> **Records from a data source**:
┏━━
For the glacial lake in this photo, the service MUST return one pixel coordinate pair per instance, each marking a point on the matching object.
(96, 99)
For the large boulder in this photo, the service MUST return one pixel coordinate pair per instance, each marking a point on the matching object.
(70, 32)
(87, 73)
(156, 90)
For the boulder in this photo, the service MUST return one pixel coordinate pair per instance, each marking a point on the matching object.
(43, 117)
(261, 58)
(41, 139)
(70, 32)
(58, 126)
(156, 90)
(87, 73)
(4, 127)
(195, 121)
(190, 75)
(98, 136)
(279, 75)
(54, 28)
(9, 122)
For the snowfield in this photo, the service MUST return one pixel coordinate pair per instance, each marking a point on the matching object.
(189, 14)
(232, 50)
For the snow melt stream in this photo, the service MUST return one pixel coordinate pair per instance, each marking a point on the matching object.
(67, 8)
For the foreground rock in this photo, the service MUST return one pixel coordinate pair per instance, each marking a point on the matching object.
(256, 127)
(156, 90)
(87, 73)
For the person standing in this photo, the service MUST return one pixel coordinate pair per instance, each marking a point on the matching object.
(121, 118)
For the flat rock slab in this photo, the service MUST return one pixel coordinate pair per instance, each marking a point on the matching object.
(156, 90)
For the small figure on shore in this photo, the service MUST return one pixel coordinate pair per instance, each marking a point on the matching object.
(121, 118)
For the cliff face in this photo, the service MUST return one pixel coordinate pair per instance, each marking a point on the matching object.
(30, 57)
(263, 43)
┗━━
> **Task description**: Transcribe the records above exactly, but only from the line that contains "For the snowfield" through their final line, inclusive.

> **Written solution**:
For the snowfield in this photo, the service MUST return one pixel coordinate pair per instance, each marking a point on the matching object.
(189, 14)
(232, 50)
For the snow melt stream in this photo, the service MUST return one pixel coordinate pair per instance, each marking a point on the matching object.
(67, 8)
For the foreground rock in this photo, the service MUST return one pixel coordinate pair per instance, each marking a point on the matching object.
(256, 127)
(156, 90)
(87, 73)
For the person standing in this photo, the service MUST return one pixel coordinate pair per instance, each marking a point on the matching object.
(121, 118)
For the flat rock slab in this photo, the service MUST return one pixel coordinate pair per instance, each marking a point on the matching object.
(156, 90)
For the small figure on shore in this photo, the service MUST return one pixel coordinate pair per instance, each marking a point on the matching object.
(121, 118)
For the cliff face in this photo, the service MUST return one pixel coordinate pair per instance, each marking a point on the matching object.
(30, 57)
(263, 43)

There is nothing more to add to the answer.